- **QUESTIONS**
(1) In the article about Margaret McFall-Ngai, rewrite the paragraph beginning "In 1996, McFall-Ngai became" more briefly, keeping its main facts.
(2) Copy the article about Margaret McFall-Ngai word for word from "Microbiome mecca" up to and including "development and longevity.".

── EXCERPT PROVIDED ──

McFall-Ngai blazes trail to lead life, environmental sciences at Carnegie
The University of Hawaiʻi at Mānoa’s pioneering microbiome researcher Margaret McFall-Ngai has been named the inaugural director of a newly created research division of the Carnegie Institution for Sciences that will focus on life and environmental sciences.
McFall-Ngai, a Guggenheim Fellow and member of the National Academy of Sciences, the American Academy of Arts and Sciences and the American Academy of Microbiology, joined Carnegie in January 2022.
“Margaret McFall-Ngai helped develop pioneering cross-disciplinary research here at the University of Hawaiʻi on the interaction between humans and the environmental microbiome. She’s broken new ground with her own research on Hawaiian bobtail squid at the Kewalo Marine Lab, which has influenced many students and scientists here at UH and beyond,” said UH President David Lassner. “But more importantly, in her years here with us, Margaret has helped us all think differently about life sciences and she has led the cultivation of our next generation of creative and collaborative researchers and students, who are helping us understand and care for our ʻāina and therefore our people.”
“This is an inflection point in the field of biology,” McFall-Ngai said. “We found the microbial world is foundational to the field of biology. It’s the biggest change in our view of the biosphere since Darwin.”
McFall-Ngai has applied for an emeritus faculty position and a non-compensated appointment, which would allow her to continue to write grants with researchers at UH Mānoa, which she says is now viewed as a major microbiome research center.
Microbiome mecca
In 1996, McFall-Ngai became the first tenured woman at the Kewalo Marine Laboratory. She left in 2004 for the University of Wisconsin at Madison and held a number of prestigious appointments before returning to UH in 2015 to serve as director of the Pacific Biosciences Research Center (PBRC). Much of her research focuses on the relationship between the Hawaiian bobtail squid and the luminescent bacterium Vibrio fischeri. Using this model, she and other researchers are studying how the microbiome shapes various aspects of animal and plant life, including development and longevity.
In 2017, a group of cross-disciplinary researchers, including McFall-Ngai were one of the winners of the UH Mānoa provost’s inaugural Strategic Investment Competition. That initial $700,000 investment helped to create the Center for Microbiome Analysis through Island Knowledge and Investigation (C-MĀIKI). Since that initial investment, C-MĀIKI has generated more than $14 million in extramural funding to support research and curriculum development. Through it all, McFall-Ngai has served as one of the key advisors to the group.
“They are people who study the microbial world—what we call the Earthʻs microbiomes. And those microbiomes are at the basis of health of absolutely everything,” she said. “From the oceans to the soils to the forests—every animal is impacted by interacting with the microbial world and every plant.”

───
── GIVEN RECORDS ──

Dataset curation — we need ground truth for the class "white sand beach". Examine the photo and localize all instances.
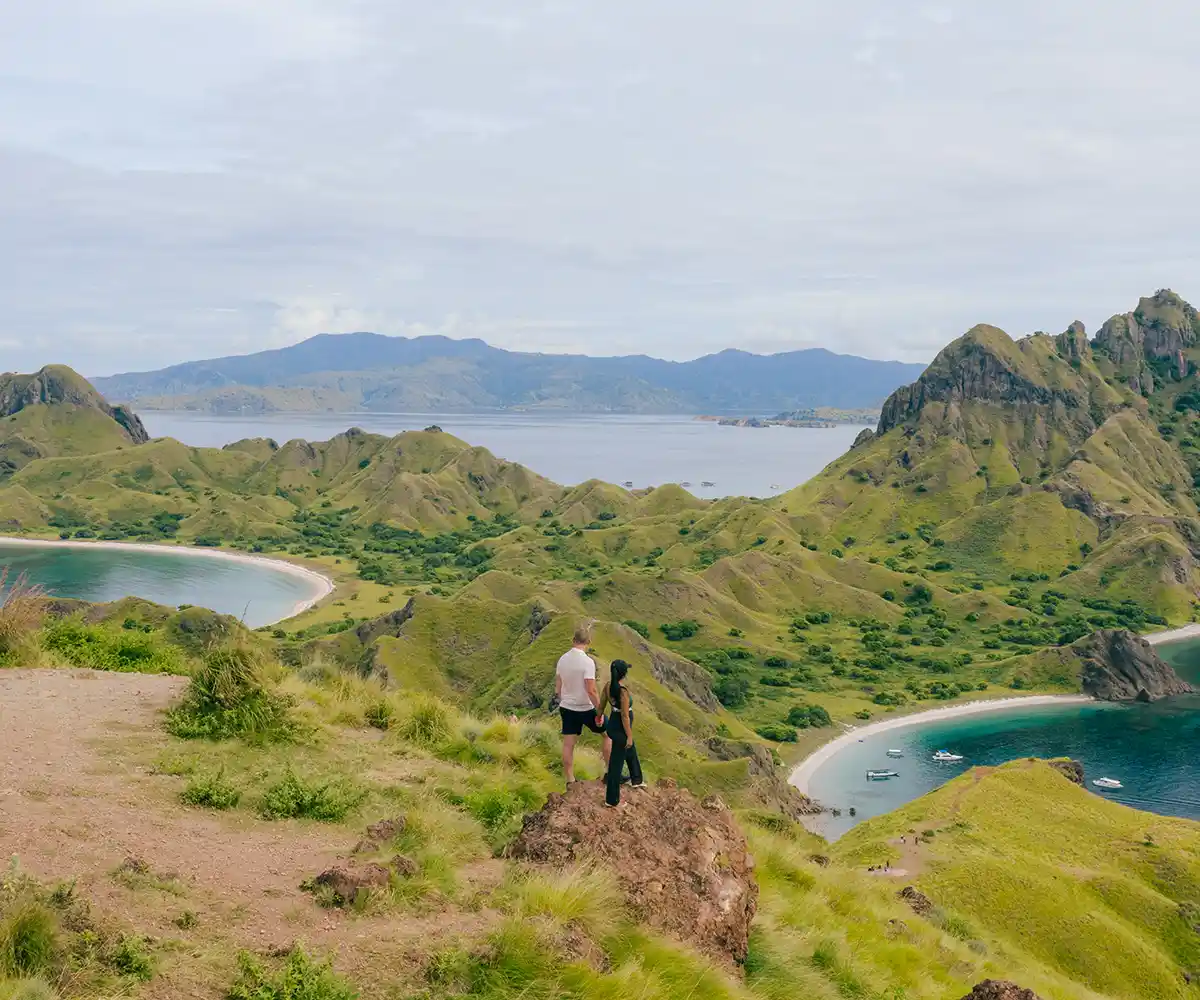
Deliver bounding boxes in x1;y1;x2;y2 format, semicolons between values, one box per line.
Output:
0;535;334;624
1142;622;1200;646
788;694;1093;794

───

- **RESPONSE LIST**
(1) McFall-Ngai became the Kewalo Marine Laboratory's first tenured woman in 1996. She moved to the University of Wisconsin at Madison in 2004, held several prestigious appointments, and returned to UH in 2015 to direct the Pacific Biosciences Research Center (PBRC). Her research centers on the Hawaiian bobtail squid and the luminescent bacterium Vibrio fischeri. She and other researchers use this model to study how the microbiome shapes animal and plant life, including development and longevity.

(2)
Microbiome mecca
In 1996, McFall-Ngai became the first tenured woman at the Kewalo Marine Laboratory. She left in 2004 for the University of Wisconsin at Madison and held a number of prestigious appointments before returning to UH in 2015 to serve as director of the Pacific Biosciences Research Center (PBRC). Much of her research focuses on the relationship between the Hawaiian bobtail squid and the luminescent bacterium Vibrio fischeri. Using this model, she and other researchers are studying how the microbiome shapes various aspects of animal and plant life, including development and longevity.